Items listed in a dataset
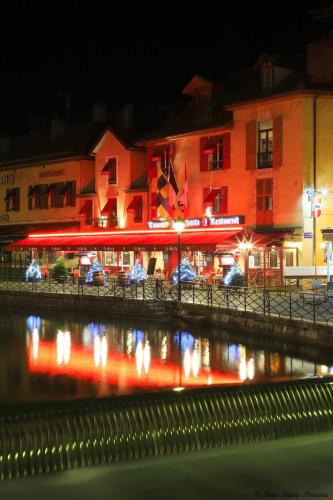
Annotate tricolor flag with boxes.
[156,153,169,219]
[168,159,179,215]
[177,162,188,215]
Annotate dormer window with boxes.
[261,63,275,91]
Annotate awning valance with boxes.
[204,188,222,205]
[127,196,142,211]
[78,200,92,216]
[7,230,241,252]
[101,198,117,215]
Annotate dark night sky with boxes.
[0,1,332,133]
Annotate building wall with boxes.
[0,159,94,229]
[94,132,147,230]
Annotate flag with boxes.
[168,159,179,214]
[177,162,188,215]
[156,153,169,219]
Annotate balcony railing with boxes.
[93,217,119,229]
[257,151,273,168]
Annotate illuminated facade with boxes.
[3,38,333,281]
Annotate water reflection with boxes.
[0,310,332,403]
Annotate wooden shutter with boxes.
[222,133,231,169]
[5,189,10,212]
[13,188,20,211]
[200,137,209,171]
[273,115,283,167]
[203,187,210,207]
[150,192,157,218]
[147,145,157,179]
[220,186,228,213]
[246,121,257,170]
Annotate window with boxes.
[208,139,223,171]
[285,251,294,267]
[203,187,228,214]
[258,121,273,168]
[64,181,76,207]
[200,134,230,171]
[108,158,117,184]
[256,178,273,225]
[127,195,143,223]
[269,250,278,268]
[5,188,20,211]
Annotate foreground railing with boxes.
[0,277,333,325]
[0,377,332,479]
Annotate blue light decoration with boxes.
[133,329,144,345]
[26,315,42,334]
[174,331,195,352]
[87,322,107,337]
[171,257,196,284]
[129,260,147,283]
[25,260,42,282]
[224,263,244,286]
[85,259,107,284]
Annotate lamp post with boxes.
[173,218,185,302]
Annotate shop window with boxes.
[285,251,294,267]
[122,252,130,266]
[256,179,273,225]
[5,188,20,211]
[269,250,278,268]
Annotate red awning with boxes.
[101,158,116,175]
[78,200,92,215]
[7,230,241,251]
[127,196,142,211]
[101,198,117,215]
[204,188,221,204]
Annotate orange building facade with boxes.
[4,38,333,284]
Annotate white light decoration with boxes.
[161,336,167,361]
[173,218,185,234]
[100,336,108,368]
[32,328,39,361]
[192,349,200,378]
[94,336,101,366]
[135,341,143,377]
[205,206,212,218]
[143,341,151,375]
[247,358,255,380]
[184,348,191,379]
[56,330,64,365]
[239,359,247,382]
[56,330,71,365]
[127,331,133,356]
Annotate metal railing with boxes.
[1,275,333,325]
[0,377,332,479]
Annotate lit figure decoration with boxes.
[26,260,42,282]
[129,260,147,283]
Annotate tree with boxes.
[171,257,196,284]
[26,260,42,282]
[224,263,244,286]
[52,256,68,281]
[85,259,107,284]
[129,260,147,283]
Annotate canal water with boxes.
[0,308,333,403]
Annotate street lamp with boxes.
[173,218,185,301]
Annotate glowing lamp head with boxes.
[173,218,185,234]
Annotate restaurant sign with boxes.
[147,216,245,230]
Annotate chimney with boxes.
[92,102,107,123]
[50,116,66,141]
[121,103,134,130]
[307,35,333,82]
[0,135,11,154]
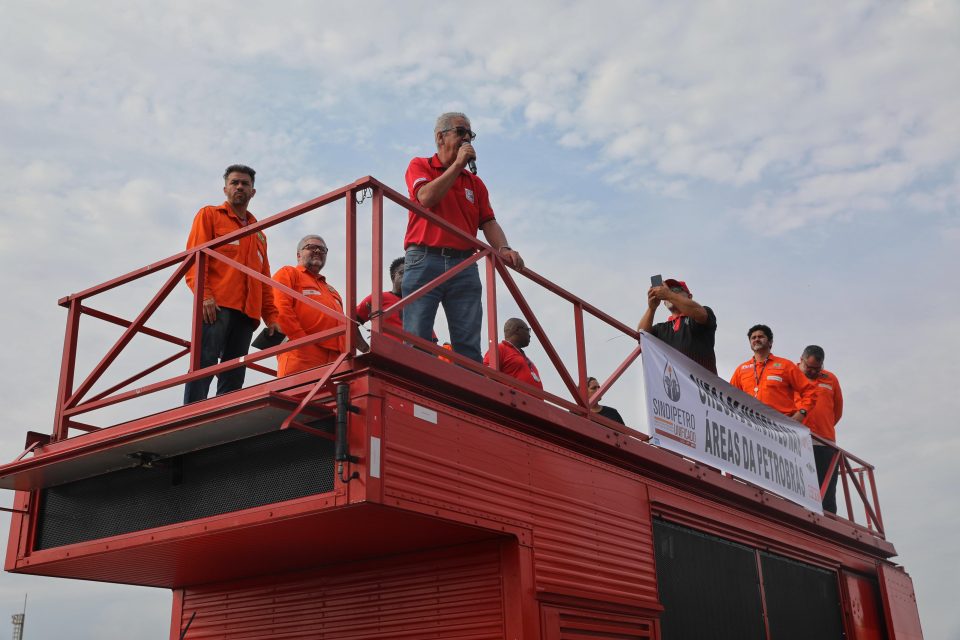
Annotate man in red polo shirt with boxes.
[402,112,524,362]
[729,324,816,420]
[483,318,543,390]
[356,257,405,341]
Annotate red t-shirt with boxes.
[356,290,403,341]
[404,154,495,250]
[484,340,543,389]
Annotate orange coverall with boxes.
[272,265,346,376]
[730,354,817,417]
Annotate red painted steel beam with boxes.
[867,468,884,535]
[594,345,642,409]
[280,352,349,430]
[370,187,384,336]
[86,348,191,404]
[485,255,500,369]
[52,298,81,441]
[345,190,358,354]
[573,302,588,403]
[65,258,193,410]
[79,305,190,348]
[495,261,581,403]
[58,182,359,307]
[62,325,348,418]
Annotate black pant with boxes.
[813,444,840,514]
[183,307,256,404]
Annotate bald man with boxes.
[483,318,543,389]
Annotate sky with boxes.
[0,0,958,637]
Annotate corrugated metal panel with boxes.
[178,543,504,639]
[383,393,658,608]
[542,606,657,640]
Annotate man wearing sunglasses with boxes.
[183,164,281,403]
[637,278,718,375]
[402,112,524,362]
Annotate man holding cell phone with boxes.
[637,276,718,374]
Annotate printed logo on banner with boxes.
[663,362,681,401]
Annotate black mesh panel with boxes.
[35,423,335,549]
[762,552,844,640]
[653,519,766,640]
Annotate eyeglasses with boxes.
[440,126,477,141]
[669,286,685,293]
[301,244,328,255]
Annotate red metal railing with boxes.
[44,175,882,535]
[50,177,639,439]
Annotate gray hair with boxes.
[434,112,470,134]
[297,234,326,252]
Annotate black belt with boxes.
[407,244,476,258]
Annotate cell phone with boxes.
[651,274,663,287]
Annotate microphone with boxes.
[461,141,478,175]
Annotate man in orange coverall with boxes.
[795,345,844,513]
[273,235,367,376]
[729,324,817,421]
[184,164,280,403]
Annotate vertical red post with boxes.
[52,298,81,442]
[370,187,384,338]
[868,467,884,535]
[485,254,499,369]
[345,191,357,354]
[189,252,205,372]
[573,302,587,403]
[840,458,854,523]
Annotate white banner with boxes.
[641,332,822,513]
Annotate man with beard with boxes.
[183,164,280,403]
[730,324,816,421]
[796,345,844,513]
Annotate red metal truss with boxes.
[30,175,886,537]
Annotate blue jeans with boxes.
[183,307,257,404]
[401,248,482,362]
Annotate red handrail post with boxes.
[189,252,204,372]
[345,190,358,354]
[485,254,499,369]
[52,298,81,441]
[370,186,384,338]
[573,302,587,403]
[868,467,884,535]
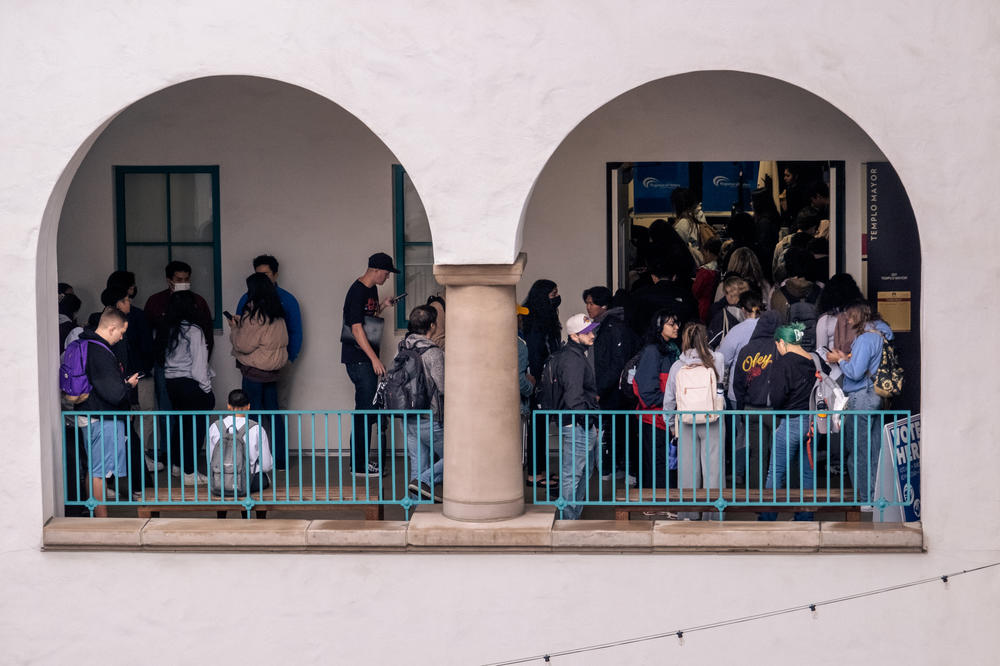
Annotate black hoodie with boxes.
[732,311,782,409]
[77,330,131,412]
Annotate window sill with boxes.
[42,508,923,553]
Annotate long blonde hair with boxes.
[681,322,715,371]
[726,247,766,289]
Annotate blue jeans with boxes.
[760,415,815,521]
[405,417,444,488]
[344,361,384,473]
[241,378,285,469]
[559,424,601,520]
[844,386,883,504]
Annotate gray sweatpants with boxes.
[675,420,725,520]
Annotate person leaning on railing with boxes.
[759,322,818,522]
[825,300,894,505]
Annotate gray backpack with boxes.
[210,419,249,495]
[809,353,848,434]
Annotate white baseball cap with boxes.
[565,313,599,335]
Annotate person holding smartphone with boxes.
[342,252,399,477]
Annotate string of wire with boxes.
[481,561,1000,665]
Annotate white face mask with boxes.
[694,204,707,225]
[172,282,191,292]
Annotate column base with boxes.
[443,494,525,522]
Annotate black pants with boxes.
[640,420,674,489]
[166,377,215,474]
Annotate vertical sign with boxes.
[875,415,921,522]
[865,163,921,412]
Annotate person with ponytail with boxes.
[759,322,817,521]
[662,322,725,520]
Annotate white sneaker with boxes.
[625,474,638,486]
[145,455,165,472]
[171,465,182,477]
[182,471,208,485]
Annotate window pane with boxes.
[403,172,431,242]
[170,246,217,322]
[123,173,167,242]
[169,173,214,242]
[126,246,170,305]
[403,245,440,314]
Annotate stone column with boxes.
[433,253,526,521]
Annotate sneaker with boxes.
[601,472,613,481]
[352,462,385,478]
[145,455,165,472]
[182,471,208,485]
[625,474,638,487]
[171,465,182,477]
[408,480,434,500]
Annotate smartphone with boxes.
[390,292,408,305]
[134,372,146,379]
[223,310,234,321]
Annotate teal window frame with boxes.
[114,165,223,328]
[392,164,433,330]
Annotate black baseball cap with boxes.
[368,252,400,273]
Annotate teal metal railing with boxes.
[62,409,436,518]
[529,409,915,520]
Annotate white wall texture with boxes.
[3,1,1000,664]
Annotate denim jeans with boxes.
[344,361,384,473]
[844,386,883,504]
[241,377,285,469]
[405,417,444,488]
[760,415,815,521]
[559,423,601,520]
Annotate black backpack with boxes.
[383,340,432,410]
[617,349,645,409]
[534,350,565,410]
[781,284,820,351]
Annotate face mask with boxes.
[550,295,561,309]
[694,204,707,225]
[172,282,191,292]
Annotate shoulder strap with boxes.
[810,352,824,374]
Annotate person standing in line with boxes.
[76,308,140,516]
[398,305,445,500]
[732,310,783,489]
[523,279,562,488]
[826,300,894,506]
[230,273,289,468]
[634,309,682,489]
[342,252,399,477]
[662,322,725,520]
[759,323,818,521]
[236,255,302,469]
[158,291,216,485]
[551,313,602,520]
[426,295,446,351]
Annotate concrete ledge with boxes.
[406,505,555,548]
[43,517,148,549]
[552,520,653,551]
[141,518,310,549]
[307,520,409,550]
[654,520,820,552]
[820,521,923,551]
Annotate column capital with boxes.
[433,252,527,287]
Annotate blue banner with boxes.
[633,164,689,214]
[702,161,758,213]
[882,414,921,522]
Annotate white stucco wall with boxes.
[3,1,1000,664]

# What the exercise asks:
Copy exactly the line that contains "Annotate stone column with boxes." and every line after it, up to and including the last line of the records.

# Written solution:
Annotate stone column with boxes.
[433,253,526,521]
Annotate sneaker with boxes.
[601,472,613,481]
[352,462,385,478]
[145,455,165,472]
[182,471,208,485]
[625,474,638,487]
[171,465,182,477]
[408,480,434,500]
Annotate smartphone with boxes.
[390,292,408,305]
[134,372,146,379]
[223,310,234,321]
Annotate teal window frame with boxes.
[114,165,223,328]
[392,164,433,330]
Annotate black baseball cap with boxes.
[368,252,400,273]
Annotate teal metal railing with boxes.
[62,409,436,518]
[529,409,915,520]
Annotate white wall texture with boxes.
[3,1,1000,664]
Annotate denim jeans with boxes.
[344,361,384,473]
[844,386,883,504]
[241,377,285,469]
[405,417,444,488]
[760,415,815,521]
[559,423,601,520]
Annotate black backpack with boxes.
[383,340,432,410]
[617,349,645,409]
[534,350,565,410]
[781,284,820,351]
Annotate face mask with boxes.
[550,295,561,309]
[694,204,707,225]
[172,282,191,292]
Annotate shoulder strap with boxes.
[810,352,824,374]
Annotate person standing in line with boxes.
[76,308,140,516]
[398,305,445,500]
[732,310,783,489]
[523,279,562,488]
[826,300,894,506]
[230,273,289,468]
[634,309,682,489]
[342,252,399,477]
[662,322,725,520]
[759,323,818,521]
[236,255,302,469]
[158,291,216,485]
[551,313,602,520]
[426,295,446,351]
Annotate concrete ledge with boxes.
[406,505,555,548]
[43,517,148,549]
[552,520,653,551]
[141,518,310,549]
[307,520,409,550]
[654,520,820,552]
[820,521,923,551]
Annotate column capital with boxes.
[433,252,527,287]
Annotate blue banner with boxes.
[633,164,689,214]
[702,161,758,213]
[882,414,921,522]
Annotate white stucco wall with boxes.
[3,1,1000,664]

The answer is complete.